#### Exercise directions:
Set down the entries below exactly as written.
--------------------------------
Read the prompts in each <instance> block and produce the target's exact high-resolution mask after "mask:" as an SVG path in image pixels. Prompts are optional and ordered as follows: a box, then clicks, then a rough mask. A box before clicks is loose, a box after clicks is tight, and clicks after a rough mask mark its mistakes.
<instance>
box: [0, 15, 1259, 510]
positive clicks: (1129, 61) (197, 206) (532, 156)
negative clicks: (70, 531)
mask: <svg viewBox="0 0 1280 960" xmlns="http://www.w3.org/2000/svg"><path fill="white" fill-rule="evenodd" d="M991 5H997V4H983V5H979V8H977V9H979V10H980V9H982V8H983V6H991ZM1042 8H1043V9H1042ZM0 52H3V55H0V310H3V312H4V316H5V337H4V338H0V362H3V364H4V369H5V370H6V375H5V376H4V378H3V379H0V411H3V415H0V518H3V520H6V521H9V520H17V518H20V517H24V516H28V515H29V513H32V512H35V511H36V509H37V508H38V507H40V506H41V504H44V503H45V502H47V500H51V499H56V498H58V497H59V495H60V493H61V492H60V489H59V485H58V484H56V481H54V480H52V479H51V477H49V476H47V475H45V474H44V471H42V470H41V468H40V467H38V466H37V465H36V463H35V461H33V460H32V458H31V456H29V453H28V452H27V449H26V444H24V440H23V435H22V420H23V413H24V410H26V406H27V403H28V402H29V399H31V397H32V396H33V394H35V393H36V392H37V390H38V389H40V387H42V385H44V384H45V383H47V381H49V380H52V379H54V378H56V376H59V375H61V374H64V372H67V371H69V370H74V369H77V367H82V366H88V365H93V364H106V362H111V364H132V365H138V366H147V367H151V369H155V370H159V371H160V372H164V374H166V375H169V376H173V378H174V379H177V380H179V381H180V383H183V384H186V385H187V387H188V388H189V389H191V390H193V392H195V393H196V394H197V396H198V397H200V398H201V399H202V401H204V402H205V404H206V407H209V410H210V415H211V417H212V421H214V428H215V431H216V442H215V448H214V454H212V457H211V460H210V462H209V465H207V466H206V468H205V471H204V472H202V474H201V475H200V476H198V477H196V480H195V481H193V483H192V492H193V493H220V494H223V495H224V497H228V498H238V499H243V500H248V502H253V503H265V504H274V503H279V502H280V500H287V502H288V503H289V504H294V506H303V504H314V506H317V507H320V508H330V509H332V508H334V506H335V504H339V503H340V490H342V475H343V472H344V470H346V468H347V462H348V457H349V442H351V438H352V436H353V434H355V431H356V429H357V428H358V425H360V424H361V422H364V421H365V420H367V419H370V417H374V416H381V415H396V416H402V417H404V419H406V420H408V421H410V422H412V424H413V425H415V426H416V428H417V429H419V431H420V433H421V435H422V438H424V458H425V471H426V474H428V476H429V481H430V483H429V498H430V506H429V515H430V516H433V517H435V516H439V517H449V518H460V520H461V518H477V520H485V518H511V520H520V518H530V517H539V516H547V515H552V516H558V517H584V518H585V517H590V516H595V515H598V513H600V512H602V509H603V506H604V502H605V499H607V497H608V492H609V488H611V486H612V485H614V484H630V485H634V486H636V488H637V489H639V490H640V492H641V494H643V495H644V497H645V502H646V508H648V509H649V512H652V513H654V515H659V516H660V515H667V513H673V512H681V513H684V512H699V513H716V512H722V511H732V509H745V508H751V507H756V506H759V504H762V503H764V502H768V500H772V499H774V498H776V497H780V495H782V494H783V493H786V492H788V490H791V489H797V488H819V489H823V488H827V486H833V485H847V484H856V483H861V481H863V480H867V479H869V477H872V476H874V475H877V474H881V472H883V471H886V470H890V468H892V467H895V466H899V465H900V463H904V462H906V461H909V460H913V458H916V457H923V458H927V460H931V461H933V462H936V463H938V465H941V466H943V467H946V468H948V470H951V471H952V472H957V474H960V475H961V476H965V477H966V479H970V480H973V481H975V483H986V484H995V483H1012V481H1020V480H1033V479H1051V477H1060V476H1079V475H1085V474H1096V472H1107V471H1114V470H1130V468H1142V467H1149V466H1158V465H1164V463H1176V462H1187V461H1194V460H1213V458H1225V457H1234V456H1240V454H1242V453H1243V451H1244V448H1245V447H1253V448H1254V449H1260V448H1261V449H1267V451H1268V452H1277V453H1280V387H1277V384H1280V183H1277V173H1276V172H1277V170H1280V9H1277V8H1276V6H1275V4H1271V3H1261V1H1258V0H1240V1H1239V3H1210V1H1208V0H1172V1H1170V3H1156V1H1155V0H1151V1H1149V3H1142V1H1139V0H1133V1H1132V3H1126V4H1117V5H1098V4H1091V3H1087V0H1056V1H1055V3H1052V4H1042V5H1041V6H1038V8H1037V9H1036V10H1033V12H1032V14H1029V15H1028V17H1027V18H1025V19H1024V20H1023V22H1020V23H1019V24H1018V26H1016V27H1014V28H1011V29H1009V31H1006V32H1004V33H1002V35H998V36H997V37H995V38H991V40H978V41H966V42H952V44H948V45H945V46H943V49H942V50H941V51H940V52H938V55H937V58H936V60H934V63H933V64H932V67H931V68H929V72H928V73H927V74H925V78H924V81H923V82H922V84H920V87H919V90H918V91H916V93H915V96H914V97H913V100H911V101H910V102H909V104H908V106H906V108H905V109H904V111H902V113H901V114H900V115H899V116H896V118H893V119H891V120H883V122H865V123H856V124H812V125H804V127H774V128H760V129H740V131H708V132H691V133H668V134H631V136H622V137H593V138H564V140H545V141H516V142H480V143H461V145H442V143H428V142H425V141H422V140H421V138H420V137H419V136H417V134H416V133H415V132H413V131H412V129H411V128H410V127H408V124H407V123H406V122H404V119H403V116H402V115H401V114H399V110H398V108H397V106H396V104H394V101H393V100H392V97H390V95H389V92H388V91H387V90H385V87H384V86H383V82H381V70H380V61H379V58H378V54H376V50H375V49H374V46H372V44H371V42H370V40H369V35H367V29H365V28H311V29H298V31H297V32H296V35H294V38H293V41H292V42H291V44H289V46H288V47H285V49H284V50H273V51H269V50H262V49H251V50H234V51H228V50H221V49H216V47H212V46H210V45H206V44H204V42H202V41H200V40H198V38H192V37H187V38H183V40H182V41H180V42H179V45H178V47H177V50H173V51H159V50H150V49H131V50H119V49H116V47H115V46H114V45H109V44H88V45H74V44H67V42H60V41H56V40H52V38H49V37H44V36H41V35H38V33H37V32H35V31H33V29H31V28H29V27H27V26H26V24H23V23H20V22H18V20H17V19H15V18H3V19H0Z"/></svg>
--------------------------------
#### Answer to this exercise:
Read the prompts in each <instance> block and produce the target's exact high-resolution mask after "mask:" as an SVG path in image pixels. Prompts are optional and ordered as follows: a box, then clicks, then a rough mask. A box before clicks is loose, a box after clicks is tight, and clicks after a rough mask mark its mistakes.
<instance>
box: [0, 15, 1259, 510]
positive clicks: (1129, 61) (197, 206) (532, 156)
negative clicks: (70, 531)
mask: <svg viewBox="0 0 1280 960" xmlns="http://www.w3.org/2000/svg"><path fill="white" fill-rule="evenodd" d="M991 5H997V4H983V5H979V8H977V9H979V10H980V9H982V8H983V6H991ZM1042 8H1043V9H1042ZM0 52H3V55H0V310H3V312H4V316H5V337H4V338H0V362H3V364H4V369H5V370H6V375H5V376H4V378H3V379H0V411H3V415H0V518H3V520H6V521H9V520H17V518H20V517H24V516H28V515H29V513H32V512H35V511H36V509H37V508H38V507H40V506H41V504H44V503H45V502H47V500H51V499H56V498H58V497H59V495H60V493H61V492H60V489H59V485H58V484H56V481H54V480H52V479H51V477H49V476H47V475H45V474H44V471H42V470H41V468H40V467H38V466H37V465H36V463H35V461H33V460H32V458H31V456H29V453H28V452H27V449H26V444H24V440H23V435H22V420H23V413H24V410H26V406H27V403H28V402H29V399H31V397H32V396H33V394H35V393H36V392H37V390H38V389H40V387H42V385H44V384H45V383H47V381H49V380H52V379H54V378H56V376H59V375H61V374H64V372H67V371H69V370H74V369H77V367H82V366H88V365H93V364H106V362H111V364H132V365H138V366H147V367H151V369H155V370H159V371H160V372H164V374H166V375H169V376H173V378H174V379H177V380H179V381H180V383H183V384H186V385H187V387H188V388H189V389H191V390H193V392H195V393H196V394H197V396H198V397H200V398H201V399H202V401H204V402H205V404H206V407H209V410H210V415H211V417H212V421H214V428H215V431H216V442H215V448H214V454H212V457H211V460H210V462H209V465H207V466H206V468H205V471H204V472H202V474H201V475H200V476H198V477H196V480H195V481H193V483H192V492H193V493H220V494H223V495H224V497H228V498H238V499H243V500H248V502H253V503H265V504H274V503H279V502H280V500H287V502H288V503H289V504H294V506H303V504H314V506H317V507H320V508H330V509H332V508H334V506H335V504H339V503H340V490H342V475H343V472H344V470H346V468H347V462H348V457H349V442H351V438H352V436H353V434H355V431H356V429H357V428H358V425H360V424H361V422H364V421H365V420H367V419H370V417H374V416H381V415H396V416H402V417H404V419H406V420H408V421H410V422H412V424H413V425H415V426H416V428H417V429H419V431H420V433H421V435H422V438H424V458H425V471H426V474H428V476H429V481H430V483H429V498H430V506H429V515H430V516H433V517H435V516H439V517H449V518H460V520H461V518H477V520H485V518H511V520H520V518H530V517H539V516H547V515H552V516H558V517H584V518H585V517H590V516H595V515H598V513H600V512H602V509H603V506H604V502H605V499H607V497H608V492H609V488H611V486H612V485H614V484H630V485H634V486H636V488H637V489H639V490H640V492H641V494H643V495H644V497H645V502H646V508H648V509H649V512H652V513H654V515H659V516H660V515H667V513H673V512H681V513H684V512H699V513H716V512H722V511H732V509H745V508H751V507H756V506H759V504H762V503H764V502H768V500H772V499H774V498H776V497H780V495H782V494H783V493H786V492H788V490H791V489H797V488H819V489H823V488H827V486H833V485H847V484H856V483H861V481H863V480H867V479H869V477H872V476H874V475H877V474H881V472H883V471H886V470H890V468H892V467H895V466H899V465H900V463H904V462H906V461H909V460H913V458H916V457H923V458H927V460H931V461H933V462H936V463H938V465H941V466H943V467H946V468H948V470H951V471H952V472H957V474H960V475H961V476H965V477H966V479H970V480H973V481H975V483H986V484H995V483H1012V481H1020V480H1033V479H1051V477H1060V476H1079V475H1085V474H1096V472H1107V471H1114V470H1130V468H1142V467H1149V466H1158V465H1164V463H1176V462H1187V461H1194V460H1213V458H1225V457H1234V456H1240V454H1242V453H1243V451H1244V448H1245V447H1253V448H1254V449H1260V448H1261V449H1267V451H1268V452H1277V453H1280V387H1277V384H1280V183H1277V173H1276V172H1277V170H1280V9H1277V8H1276V6H1275V4H1271V3H1261V1H1258V0H1240V1H1239V3H1210V1H1208V0H1172V1H1170V3H1156V1H1155V0H1151V1H1149V3H1142V1H1139V0H1133V1H1132V3H1126V4H1117V5H1098V4H1091V3H1087V0H1056V1H1055V3H1052V4H1042V5H1041V6H1038V8H1037V9H1036V10H1033V12H1032V14H1029V15H1028V17H1027V18H1025V19H1024V20H1023V22H1020V23H1019V24H1018V26H1016V27H1014V28H1011V29H1009V31H1006V32H1004V33H1002V35H998V36H997V37H995V38H991V40H978V41H966V42H952V44H948V45H945V46H943V49H942V50H941V51H940V52H938V55H937V58H936V60H934V63H933V64H932V67H931V68H929V72H928V73H927V74H925V78H924V81H923V82H922V84H920V87H919V90H918V91H916V93H915V96H914V97H913V100H911V101H910V102H909V104H908V106H906V108H905V109H904V111H902V113H901V114H900V115H899V116H896V118H893V119H891V120H883V122H865V123H856V124H812V125H804V127H774V128H760V129H740V131H708V132H691V133H668V134H631V136H622V137H593V138H564V140H545V141H516V142H480V143H461V145H442V143H428V142H425V141H422V140H421V138H420V137H419V136H417V134H416V133H415V132H413V131H412V129H411V128H410V127H408V124H407V123H406V122H404V119H403V116H402V115H401V114H399V110H398V108H397V106H396V104H394V101H393V100H392V97H390V95H389V92H388V91H387V90H385V87H384V86H383V82H381V70H380V61H379V58H378V54H376V50H375V49H374V46H372V44H371V42H370V40H369V35H367V29H365V28H311V29H298V31H297V32H296V35H294V38H293V41H292V42H291V44H289V46H288V47H285V49H284V50H273V51H269V50H262V49H251V50H234V51H228V50H221V49H216V47H212V46H210V45H206V44H204V42H202V41H200V40H198V38H192V37H187V38H183V40H182V41H180V42H179V45H178V47H177V50H173V51H159V50H150V49H131V50H119V49H116V47H115V46H114V45H109V44H88V45H74V44H67V42H60V41H56V40H52V38H49V37H44V36H41V35H38V33H37V32H35V31H33V29H31V28H29V27H27V26H26V24H23V23H20V22H18V20H17V19H15V18H3V19H0Z"/></svg>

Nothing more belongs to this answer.